SHORT EXERCISE => Please output only the lines that run from the line containing "target | gull's grey wing" through the end of the material below, exactly.

**** GIVEN RECORDS ****

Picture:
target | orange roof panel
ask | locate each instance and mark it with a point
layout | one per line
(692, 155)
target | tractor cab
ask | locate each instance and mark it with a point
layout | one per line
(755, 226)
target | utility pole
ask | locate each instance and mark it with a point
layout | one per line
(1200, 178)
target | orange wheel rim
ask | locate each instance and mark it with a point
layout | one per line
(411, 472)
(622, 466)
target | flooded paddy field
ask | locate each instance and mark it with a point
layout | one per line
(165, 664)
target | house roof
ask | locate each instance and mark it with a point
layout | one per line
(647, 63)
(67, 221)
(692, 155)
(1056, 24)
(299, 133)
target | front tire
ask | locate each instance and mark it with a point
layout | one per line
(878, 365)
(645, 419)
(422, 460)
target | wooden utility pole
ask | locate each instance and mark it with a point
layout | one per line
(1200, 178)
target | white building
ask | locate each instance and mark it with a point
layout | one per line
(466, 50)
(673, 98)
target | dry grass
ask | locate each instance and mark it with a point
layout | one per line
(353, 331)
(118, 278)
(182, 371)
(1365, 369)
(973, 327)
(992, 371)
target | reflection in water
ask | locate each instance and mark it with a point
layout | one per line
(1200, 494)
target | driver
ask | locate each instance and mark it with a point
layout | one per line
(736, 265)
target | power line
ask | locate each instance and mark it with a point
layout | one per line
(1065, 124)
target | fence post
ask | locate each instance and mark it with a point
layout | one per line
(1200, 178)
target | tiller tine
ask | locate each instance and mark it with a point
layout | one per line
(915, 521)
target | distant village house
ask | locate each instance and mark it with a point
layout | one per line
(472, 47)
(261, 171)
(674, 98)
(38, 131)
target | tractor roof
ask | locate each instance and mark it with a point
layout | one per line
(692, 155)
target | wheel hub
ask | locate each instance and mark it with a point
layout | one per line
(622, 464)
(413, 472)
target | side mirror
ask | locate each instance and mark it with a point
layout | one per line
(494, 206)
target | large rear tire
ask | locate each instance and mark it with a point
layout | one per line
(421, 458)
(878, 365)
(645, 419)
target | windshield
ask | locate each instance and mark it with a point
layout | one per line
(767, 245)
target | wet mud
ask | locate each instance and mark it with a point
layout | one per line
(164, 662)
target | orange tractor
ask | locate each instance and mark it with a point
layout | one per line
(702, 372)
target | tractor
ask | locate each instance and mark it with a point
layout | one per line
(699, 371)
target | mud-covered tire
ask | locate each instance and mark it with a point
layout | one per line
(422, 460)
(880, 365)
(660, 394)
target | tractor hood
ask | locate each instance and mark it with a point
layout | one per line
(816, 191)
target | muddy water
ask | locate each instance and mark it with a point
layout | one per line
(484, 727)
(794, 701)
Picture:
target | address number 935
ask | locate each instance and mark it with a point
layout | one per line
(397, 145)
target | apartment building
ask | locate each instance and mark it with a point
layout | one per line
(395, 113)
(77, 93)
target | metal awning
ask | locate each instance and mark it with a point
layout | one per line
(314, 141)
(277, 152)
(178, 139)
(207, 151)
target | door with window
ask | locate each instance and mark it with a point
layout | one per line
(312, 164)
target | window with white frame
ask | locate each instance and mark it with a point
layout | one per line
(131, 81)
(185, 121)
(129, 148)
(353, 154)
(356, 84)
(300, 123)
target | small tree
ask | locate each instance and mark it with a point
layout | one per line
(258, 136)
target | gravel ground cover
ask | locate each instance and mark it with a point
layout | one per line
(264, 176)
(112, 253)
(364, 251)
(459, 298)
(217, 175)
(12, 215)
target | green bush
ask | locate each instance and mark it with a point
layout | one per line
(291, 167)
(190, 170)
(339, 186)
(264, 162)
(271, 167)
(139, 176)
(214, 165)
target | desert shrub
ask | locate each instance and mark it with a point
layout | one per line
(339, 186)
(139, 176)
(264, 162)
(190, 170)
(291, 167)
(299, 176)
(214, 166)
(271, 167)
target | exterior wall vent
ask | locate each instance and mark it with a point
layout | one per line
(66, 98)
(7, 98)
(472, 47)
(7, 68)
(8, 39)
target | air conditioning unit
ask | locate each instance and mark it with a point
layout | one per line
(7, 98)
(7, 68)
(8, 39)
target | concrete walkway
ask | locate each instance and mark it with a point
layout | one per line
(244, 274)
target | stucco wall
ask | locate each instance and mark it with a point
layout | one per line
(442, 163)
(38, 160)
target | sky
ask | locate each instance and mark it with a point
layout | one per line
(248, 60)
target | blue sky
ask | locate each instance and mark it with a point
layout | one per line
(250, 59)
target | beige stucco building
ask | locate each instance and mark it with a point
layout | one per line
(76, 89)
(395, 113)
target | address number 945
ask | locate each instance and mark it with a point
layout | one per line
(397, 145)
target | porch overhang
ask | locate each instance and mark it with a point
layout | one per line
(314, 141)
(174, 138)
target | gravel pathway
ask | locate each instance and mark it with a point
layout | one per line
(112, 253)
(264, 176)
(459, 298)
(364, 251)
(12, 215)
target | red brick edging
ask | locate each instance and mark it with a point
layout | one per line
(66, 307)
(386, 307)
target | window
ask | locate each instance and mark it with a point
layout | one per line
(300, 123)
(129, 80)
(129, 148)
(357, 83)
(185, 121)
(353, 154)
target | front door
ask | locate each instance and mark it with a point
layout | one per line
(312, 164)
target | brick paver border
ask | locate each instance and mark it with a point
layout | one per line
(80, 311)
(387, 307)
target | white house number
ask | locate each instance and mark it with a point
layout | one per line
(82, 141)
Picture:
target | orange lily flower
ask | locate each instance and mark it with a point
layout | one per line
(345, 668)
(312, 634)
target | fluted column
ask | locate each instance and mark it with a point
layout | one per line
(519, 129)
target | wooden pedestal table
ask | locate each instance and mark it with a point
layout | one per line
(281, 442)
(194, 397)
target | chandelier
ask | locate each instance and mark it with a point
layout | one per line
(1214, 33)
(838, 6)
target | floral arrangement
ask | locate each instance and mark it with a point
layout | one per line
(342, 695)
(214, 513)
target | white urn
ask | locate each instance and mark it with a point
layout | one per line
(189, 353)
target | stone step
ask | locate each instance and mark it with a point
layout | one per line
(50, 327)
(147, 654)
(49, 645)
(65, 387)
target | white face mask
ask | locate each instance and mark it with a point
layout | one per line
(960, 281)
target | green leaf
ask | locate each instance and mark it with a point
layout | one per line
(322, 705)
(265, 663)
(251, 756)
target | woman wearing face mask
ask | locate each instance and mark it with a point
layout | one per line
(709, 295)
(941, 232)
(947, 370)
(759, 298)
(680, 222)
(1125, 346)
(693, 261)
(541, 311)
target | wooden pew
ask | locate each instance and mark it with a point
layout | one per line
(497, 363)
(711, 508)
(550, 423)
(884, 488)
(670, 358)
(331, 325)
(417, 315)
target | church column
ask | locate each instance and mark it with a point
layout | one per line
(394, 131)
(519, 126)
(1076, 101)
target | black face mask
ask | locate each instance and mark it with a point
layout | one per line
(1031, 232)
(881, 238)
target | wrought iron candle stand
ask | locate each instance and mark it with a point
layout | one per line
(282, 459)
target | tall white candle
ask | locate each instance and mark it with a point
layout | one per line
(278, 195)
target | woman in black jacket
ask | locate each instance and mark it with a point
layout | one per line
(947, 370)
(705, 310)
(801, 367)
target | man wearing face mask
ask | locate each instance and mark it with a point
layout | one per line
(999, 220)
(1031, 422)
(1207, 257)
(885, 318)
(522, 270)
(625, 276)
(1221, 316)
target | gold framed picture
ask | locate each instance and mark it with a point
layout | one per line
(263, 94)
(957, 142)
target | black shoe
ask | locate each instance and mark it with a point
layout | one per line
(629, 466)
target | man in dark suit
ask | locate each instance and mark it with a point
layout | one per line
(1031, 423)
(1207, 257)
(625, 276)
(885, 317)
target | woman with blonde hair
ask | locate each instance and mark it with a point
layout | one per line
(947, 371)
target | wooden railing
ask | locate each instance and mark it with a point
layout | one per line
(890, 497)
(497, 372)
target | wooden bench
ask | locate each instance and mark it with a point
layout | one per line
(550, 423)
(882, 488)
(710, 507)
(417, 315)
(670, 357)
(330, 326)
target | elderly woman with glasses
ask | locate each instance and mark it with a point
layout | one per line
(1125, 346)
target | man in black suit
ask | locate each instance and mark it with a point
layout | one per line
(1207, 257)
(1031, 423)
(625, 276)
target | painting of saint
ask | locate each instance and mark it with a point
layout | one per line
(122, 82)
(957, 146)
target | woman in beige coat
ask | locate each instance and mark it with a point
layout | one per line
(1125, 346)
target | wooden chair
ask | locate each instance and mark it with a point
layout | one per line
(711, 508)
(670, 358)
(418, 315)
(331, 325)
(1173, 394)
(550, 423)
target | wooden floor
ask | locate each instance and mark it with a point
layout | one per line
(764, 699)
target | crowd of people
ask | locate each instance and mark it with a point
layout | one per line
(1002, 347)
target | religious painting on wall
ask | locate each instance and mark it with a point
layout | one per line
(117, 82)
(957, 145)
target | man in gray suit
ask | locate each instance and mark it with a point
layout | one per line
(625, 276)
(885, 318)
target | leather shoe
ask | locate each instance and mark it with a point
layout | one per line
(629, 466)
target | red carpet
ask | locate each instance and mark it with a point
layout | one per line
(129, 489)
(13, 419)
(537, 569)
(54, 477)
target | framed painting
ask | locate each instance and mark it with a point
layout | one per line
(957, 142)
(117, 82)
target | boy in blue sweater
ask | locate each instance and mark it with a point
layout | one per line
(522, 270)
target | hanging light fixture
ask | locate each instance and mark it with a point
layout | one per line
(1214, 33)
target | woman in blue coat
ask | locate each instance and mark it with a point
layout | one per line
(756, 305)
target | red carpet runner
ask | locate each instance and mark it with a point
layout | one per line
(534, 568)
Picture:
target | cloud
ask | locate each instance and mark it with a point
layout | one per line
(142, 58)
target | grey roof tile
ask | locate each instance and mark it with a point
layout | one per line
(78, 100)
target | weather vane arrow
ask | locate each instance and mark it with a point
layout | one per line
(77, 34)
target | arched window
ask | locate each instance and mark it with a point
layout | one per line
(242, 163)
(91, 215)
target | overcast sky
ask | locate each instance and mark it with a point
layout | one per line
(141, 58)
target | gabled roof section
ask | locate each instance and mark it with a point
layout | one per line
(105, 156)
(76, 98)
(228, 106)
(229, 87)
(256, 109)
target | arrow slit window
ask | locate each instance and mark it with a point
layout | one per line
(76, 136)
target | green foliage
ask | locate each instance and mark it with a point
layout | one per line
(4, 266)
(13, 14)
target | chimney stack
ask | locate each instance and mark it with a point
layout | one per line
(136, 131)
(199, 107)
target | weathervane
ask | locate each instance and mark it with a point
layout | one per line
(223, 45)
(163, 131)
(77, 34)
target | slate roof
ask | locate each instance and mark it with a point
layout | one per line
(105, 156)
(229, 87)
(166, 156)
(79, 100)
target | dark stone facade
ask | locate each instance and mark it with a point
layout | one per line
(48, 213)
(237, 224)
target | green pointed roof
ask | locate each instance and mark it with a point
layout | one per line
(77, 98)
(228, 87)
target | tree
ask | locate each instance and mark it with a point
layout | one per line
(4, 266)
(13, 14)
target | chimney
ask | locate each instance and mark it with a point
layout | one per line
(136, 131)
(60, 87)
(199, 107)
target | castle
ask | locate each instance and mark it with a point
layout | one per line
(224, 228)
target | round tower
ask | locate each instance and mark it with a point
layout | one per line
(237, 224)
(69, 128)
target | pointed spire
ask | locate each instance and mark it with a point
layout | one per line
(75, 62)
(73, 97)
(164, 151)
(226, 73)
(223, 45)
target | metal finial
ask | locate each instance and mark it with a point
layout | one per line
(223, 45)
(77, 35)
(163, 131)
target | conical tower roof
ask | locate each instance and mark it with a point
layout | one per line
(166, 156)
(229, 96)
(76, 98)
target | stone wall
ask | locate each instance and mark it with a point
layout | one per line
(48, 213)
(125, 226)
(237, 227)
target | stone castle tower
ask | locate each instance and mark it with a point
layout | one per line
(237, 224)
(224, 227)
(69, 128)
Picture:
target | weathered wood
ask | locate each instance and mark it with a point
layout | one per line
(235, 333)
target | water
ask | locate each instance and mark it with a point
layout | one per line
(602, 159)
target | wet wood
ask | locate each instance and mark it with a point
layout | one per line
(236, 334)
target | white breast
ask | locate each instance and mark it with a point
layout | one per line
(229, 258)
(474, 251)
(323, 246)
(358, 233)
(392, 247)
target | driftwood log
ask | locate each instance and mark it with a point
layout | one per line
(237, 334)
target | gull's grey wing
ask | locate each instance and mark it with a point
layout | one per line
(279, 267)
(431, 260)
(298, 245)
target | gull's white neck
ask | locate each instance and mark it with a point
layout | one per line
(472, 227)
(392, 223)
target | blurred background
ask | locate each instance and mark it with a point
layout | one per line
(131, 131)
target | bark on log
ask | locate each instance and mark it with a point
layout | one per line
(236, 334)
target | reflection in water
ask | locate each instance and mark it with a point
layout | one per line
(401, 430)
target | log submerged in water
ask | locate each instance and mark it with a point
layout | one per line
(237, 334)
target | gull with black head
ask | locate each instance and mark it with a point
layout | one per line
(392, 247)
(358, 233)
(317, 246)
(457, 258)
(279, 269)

****

WRITTEN ANSWER =>
target | gull's grey wing
ask | locate each instance and mark it with a point
layout | one per line
(279, 267)
(431, 260)
(298, 245)
target | gull's white neck
ask | locate each instance and mark it with a point
layout | one per line
(472, 227)
(392, 223)
target | blurred background
ask | locate each instance and mark it with a point
layout | one per line
(131, 131)
target | bark on log
ask | locate each instance and mark it with a point
layout | one per line
(236, 334)
target | reflection in water
ask | locate each instance and mark it with a point
layout | one per line
(401, 430)
target | log submerged in water
ask | locate each instance and mark it with a point
layout | one per line
(237, 334)
target | gull with black head
ask | locate each instance and mark it with a point
layout | one per line
(392, 247)
(358, 233)
(317, 246)
(457, 258)
(279, 269)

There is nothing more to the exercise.